Selected excerpt:
The Martha's Vineyard Times is a weekly publication.
March 3 - March 9, 2005 Edition
Web Comments - Email Submissions

WEST TISBURY
March 3, 2005


Hermine Hull - 508-693-2525 - hrmhull@gis.net

Here we are again with snow, snow, snow. I feel like it is the most beautiful, since it might be the last of the winter.

Happily, my new car is up to the task. Mike and I have been talking about getting a new car for about a year now. My beloved Trooper (1990) had been kept in perfect mechanical shape by my husband and Kenny Belain, but its body was looking like a lace doily - a rusty lace doily. Mike's applications of Bondo weren't keeping ahead of the problem. So we started studying up on cars.

Isuzu doesn't make Troopers anymore. Neither the Honda nor the Toyota I drove felt right. I had a set of criteria that didn't seem to fit any vehicle available. I wanted four-wheel drive, room for two large dogs, good visibility, good space for packing paintings, painting equipment, plants (trees, shrubs, and twelve flats of impatiens, not just a pot or two of geraniums,) and comfortable seats with good support. I had driven my friend Sue's Rav4 over the winter and discovered the issue of automatic window controls on the armrests in the back seat when Tallulah almost decapitated herself as we were driving along one morning. Although I really prefer crank windows and old-fashioned door locks, no such things exist any longer.

On our way home from the Rhode Island Flower Show last weekend, my sister-in-law BZ and I stopped in at the Jeep dealership in Falmouth. We checked out the cars in the showroom and I took home some brochures for Mike to look at. Mike actually agreed to go off-Island with me, not so surprising since mechanical parts were involved, and the next morning we set forth. We came home with a very handsome dark green (Beryl Pearl) Jeep Liberty. It's tall and square like my Trooper, has the window controls between the front seats, nowhere near Tallulah. The straight up and down seats, low headrests, and narrow pillars between good-sized windows give excellent visibility. Good ground clearance. I'm getting accustomed to the automatic door locks, which are a pain in the neck, and am somewhat mystified that nothing gets gas mileage as good as my 15-year-old Trooper, but this is pretty close. I hope everyone will start to recognize my new vehicle and wave to me again.

Task 1:
From the West Tisbury column, write out the stretch from "The Martha's Vineyard" through "of the winter.".
Task 2:
Answer these questions about the West Tisbury column.
(a) What model year was the Trooper?
(b) In what town was the Jeep dealership?
(c) What color is the Jeep Liberty?
Task 3:
Carry the West Tisbury column forward from its last sentence.

Material:
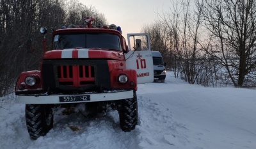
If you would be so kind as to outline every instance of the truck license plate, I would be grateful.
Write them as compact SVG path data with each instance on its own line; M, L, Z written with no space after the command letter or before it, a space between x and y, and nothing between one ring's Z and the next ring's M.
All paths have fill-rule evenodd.
M83 102L90 100L90 95L61 96L59 97L60 102Z

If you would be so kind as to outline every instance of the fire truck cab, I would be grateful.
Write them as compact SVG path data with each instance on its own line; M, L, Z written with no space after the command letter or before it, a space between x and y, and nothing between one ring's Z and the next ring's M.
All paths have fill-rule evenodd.
M17 102L26 104L31 138L45 135L53 127L56 106L83 104L92 116L111 108L119 113L125 132L138 122L137 84L154 81L148 34L128 34L128 45L120 27L70 25L53 31L52 48L46 49L40 70L23 72L17 79ZM40 32L45 35L47 29ZM95 115L95 114L94 114Z

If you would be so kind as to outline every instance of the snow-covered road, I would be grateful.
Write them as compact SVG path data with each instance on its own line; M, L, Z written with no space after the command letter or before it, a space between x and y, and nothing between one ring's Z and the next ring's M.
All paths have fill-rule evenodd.
M14 104L0 109L0 148L256 148L255 90L191 85L172 73L165 83L139 85L140 122L131 132L121 130L116 111L88 121L59 109L54 128L31 141L25 106Z

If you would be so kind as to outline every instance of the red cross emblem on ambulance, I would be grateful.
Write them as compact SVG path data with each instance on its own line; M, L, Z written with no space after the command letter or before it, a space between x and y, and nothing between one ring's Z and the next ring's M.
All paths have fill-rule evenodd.
M141 55L140 53L138 53L138 54L137 54L137 58L138 58L138 59L141 59L141 58L142 58L142 55Z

Task result 1:
The Martha's Vineyard Times is a weekly publication.
March 3 - March 9, 2005 Edition
Web Comments - Email Submissions

WEST TISBURY
March 3, 2005


Hermine Hull - 508-693-2525 - hrmhull@gis.net

Here we are again with snow, snow, snow. I feel like it is the most beautiful, since it might be the last of the winter.

Task result 2:
(a) 1990
(b) Falmouth
(c) Dark green (Beryl Pearl)

Task result 3:
I was surprised not to have heard from Dick Burt after writing about him a couple of weeks ago. When we saw each other this morning he said he could picture all of us around the table at Humphreys just as I had described. He and Nancy Cramer had been away at the Baltimore Craft Show and when they returned, Jessica had tacked up a copy of the column for them to read.

The Bessire family gathered in New York City last weekend to visit the gates in Central Park and to celebrate the seventh birthday of Blakey Bessire, elder daughter of Mark and Aimee. Grandma Louise took Blakey and her cousins, Nicholas and Emma, to tea at the Plaza Hotel. Younger sister Clay will be old enough to attend next year, but she was able to join the rest of the family for a performance by the New York City Ballet that evening.

Glenn and Linda Hearn have returned from two weeks in Naples and Sanibel, Fla. where it was sunny every day. Good trustee that she is, Linda visited the library, which had a recent addition. She commented on lots of empty space on the shelves and lots of places for people to sit to read or work.

Happy birthday on the fifth to Al Mentzel.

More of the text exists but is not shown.